- _Work required_
The expected answer is every line of the material that contains the word "wooden".

- _Information given_
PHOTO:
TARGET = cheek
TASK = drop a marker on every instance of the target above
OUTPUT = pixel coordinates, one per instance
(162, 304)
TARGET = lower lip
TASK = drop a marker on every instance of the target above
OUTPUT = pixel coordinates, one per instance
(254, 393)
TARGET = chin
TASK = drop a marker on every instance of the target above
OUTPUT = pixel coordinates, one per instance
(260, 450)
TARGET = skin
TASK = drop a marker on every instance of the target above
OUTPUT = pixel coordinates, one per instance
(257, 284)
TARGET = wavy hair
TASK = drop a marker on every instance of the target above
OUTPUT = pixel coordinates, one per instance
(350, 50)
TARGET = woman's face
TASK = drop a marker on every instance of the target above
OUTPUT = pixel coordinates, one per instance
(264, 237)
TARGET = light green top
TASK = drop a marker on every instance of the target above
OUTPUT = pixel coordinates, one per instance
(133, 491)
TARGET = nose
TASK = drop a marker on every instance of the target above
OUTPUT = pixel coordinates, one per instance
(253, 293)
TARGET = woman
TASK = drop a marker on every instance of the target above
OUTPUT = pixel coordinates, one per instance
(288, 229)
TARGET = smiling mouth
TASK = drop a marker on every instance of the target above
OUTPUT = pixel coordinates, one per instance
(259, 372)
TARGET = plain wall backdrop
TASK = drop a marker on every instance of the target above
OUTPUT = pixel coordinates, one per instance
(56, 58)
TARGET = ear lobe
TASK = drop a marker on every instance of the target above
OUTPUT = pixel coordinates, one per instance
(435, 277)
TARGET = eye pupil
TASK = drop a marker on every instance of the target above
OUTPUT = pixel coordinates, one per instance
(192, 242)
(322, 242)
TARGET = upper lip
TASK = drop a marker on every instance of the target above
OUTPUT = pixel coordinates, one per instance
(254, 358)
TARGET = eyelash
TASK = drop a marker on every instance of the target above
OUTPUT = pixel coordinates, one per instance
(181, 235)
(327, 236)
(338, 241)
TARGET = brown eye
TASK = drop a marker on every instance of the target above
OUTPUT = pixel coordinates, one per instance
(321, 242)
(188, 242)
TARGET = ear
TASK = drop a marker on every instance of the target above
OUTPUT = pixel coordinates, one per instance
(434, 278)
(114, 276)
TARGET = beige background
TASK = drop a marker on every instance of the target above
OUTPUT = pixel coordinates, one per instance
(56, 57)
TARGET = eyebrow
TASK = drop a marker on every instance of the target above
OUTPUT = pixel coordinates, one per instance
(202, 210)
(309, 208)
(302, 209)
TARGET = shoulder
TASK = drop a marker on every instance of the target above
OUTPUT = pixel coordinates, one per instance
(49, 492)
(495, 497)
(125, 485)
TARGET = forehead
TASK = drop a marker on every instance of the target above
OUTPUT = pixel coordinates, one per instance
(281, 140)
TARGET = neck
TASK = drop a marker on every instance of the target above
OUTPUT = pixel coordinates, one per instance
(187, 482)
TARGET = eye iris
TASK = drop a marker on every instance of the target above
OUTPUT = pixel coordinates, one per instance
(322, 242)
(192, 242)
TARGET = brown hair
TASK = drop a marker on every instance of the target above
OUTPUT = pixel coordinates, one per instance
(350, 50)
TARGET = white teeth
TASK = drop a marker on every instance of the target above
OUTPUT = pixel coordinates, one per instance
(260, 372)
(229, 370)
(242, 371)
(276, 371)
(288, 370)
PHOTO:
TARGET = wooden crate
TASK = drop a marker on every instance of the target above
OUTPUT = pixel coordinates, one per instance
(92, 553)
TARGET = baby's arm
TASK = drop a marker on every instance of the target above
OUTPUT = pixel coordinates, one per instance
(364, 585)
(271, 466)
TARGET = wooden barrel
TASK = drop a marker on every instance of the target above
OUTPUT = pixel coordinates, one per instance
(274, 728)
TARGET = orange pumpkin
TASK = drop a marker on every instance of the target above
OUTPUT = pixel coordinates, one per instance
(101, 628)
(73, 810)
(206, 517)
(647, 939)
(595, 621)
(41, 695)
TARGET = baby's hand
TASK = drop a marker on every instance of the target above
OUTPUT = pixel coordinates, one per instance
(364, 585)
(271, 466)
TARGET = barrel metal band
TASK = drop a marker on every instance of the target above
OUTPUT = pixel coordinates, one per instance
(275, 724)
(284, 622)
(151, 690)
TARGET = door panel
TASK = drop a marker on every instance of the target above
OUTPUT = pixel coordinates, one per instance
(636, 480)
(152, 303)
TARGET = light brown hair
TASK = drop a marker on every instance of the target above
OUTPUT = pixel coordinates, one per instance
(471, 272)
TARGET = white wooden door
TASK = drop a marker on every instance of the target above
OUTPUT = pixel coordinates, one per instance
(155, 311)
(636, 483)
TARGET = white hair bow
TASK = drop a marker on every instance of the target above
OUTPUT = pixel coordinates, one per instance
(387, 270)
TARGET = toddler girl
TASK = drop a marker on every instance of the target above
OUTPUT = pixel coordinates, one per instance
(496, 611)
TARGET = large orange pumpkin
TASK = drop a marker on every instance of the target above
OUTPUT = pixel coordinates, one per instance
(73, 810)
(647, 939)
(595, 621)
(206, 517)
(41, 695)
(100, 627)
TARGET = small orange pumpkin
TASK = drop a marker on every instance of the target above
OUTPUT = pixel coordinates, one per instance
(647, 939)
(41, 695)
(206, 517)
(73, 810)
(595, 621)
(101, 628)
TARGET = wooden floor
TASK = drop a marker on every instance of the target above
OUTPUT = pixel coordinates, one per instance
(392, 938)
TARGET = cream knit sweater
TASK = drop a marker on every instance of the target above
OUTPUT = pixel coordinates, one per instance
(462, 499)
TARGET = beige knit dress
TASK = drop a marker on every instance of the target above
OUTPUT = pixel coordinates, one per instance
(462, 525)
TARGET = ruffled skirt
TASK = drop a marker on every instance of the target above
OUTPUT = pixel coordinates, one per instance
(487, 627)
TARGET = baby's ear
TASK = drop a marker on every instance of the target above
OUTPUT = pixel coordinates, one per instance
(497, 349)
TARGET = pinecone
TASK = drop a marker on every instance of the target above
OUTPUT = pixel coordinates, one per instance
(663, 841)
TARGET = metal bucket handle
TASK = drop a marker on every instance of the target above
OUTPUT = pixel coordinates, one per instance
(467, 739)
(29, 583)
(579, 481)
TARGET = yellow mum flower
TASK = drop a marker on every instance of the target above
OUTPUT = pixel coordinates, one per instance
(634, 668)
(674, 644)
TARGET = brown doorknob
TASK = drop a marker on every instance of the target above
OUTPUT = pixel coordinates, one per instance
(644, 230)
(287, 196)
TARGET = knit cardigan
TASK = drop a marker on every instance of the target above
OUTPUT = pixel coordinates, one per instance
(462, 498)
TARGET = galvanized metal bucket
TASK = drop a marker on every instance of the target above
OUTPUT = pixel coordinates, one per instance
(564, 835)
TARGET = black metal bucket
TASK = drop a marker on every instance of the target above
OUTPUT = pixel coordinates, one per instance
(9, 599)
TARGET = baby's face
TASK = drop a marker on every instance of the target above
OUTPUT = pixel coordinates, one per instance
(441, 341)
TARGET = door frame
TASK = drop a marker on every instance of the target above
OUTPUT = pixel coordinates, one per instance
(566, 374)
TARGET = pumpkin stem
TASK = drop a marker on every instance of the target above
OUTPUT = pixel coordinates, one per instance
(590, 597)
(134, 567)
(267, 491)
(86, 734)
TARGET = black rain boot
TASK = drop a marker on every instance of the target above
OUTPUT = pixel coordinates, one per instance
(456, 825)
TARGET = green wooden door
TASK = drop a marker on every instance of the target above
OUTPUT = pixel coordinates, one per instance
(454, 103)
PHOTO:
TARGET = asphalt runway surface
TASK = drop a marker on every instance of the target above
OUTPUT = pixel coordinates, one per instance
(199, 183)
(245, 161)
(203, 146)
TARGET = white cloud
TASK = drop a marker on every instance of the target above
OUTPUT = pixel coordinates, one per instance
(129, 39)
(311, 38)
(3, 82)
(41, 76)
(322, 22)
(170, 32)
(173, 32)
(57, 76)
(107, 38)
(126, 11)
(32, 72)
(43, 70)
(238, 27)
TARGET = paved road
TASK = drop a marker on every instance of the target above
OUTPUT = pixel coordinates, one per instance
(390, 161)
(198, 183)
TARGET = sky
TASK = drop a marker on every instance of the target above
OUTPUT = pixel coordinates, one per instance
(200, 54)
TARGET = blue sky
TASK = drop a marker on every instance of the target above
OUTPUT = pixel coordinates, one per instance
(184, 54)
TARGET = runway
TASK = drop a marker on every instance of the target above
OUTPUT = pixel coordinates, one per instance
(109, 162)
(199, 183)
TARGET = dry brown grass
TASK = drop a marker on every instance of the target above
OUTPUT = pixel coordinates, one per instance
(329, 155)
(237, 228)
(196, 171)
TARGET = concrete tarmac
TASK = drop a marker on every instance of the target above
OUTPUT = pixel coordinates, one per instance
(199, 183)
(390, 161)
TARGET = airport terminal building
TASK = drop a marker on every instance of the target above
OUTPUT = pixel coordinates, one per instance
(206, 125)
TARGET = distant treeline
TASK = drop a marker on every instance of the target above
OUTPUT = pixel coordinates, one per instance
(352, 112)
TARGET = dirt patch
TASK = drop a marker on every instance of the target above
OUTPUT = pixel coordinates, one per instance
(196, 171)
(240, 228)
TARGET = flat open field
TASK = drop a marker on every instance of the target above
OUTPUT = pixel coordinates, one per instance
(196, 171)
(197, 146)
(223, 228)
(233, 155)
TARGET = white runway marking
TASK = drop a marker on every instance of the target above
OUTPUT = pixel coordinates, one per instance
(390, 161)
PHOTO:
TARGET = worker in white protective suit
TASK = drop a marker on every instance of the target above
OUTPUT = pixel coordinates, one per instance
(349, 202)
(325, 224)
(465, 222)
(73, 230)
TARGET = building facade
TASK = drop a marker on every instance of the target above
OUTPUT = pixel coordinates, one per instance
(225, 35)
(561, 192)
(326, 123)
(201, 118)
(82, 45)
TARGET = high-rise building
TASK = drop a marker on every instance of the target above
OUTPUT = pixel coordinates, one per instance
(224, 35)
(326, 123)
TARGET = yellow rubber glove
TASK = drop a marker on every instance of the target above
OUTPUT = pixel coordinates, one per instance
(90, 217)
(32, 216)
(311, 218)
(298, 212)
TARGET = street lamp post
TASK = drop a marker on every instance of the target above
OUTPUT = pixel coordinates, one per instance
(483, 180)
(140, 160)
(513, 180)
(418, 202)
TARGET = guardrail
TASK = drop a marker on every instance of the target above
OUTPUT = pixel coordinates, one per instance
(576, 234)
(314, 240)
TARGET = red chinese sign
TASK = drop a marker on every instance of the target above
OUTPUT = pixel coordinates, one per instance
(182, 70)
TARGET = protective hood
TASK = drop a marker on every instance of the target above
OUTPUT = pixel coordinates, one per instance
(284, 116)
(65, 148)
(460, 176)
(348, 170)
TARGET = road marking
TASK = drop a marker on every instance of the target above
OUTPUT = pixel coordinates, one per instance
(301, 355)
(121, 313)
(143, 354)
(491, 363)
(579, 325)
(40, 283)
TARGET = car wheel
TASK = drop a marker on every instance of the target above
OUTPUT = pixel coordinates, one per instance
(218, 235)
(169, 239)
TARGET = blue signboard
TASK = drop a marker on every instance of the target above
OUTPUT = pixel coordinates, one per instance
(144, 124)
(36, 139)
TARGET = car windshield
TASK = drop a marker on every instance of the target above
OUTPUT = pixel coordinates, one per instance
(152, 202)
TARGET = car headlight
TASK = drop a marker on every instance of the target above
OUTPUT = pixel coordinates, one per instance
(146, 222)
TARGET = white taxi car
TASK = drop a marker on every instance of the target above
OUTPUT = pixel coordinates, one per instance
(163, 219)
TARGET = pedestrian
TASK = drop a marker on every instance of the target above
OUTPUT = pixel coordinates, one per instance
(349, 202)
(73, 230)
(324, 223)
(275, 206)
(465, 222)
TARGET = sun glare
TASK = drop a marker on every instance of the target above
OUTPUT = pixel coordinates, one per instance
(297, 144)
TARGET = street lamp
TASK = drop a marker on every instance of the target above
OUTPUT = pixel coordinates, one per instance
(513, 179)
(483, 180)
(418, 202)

- _Your solution_
TARGET = wooden crate
TARGET = wooden barrel
TARGET = white wooden door
TARGET = wooden floor
TARGET = green wooden door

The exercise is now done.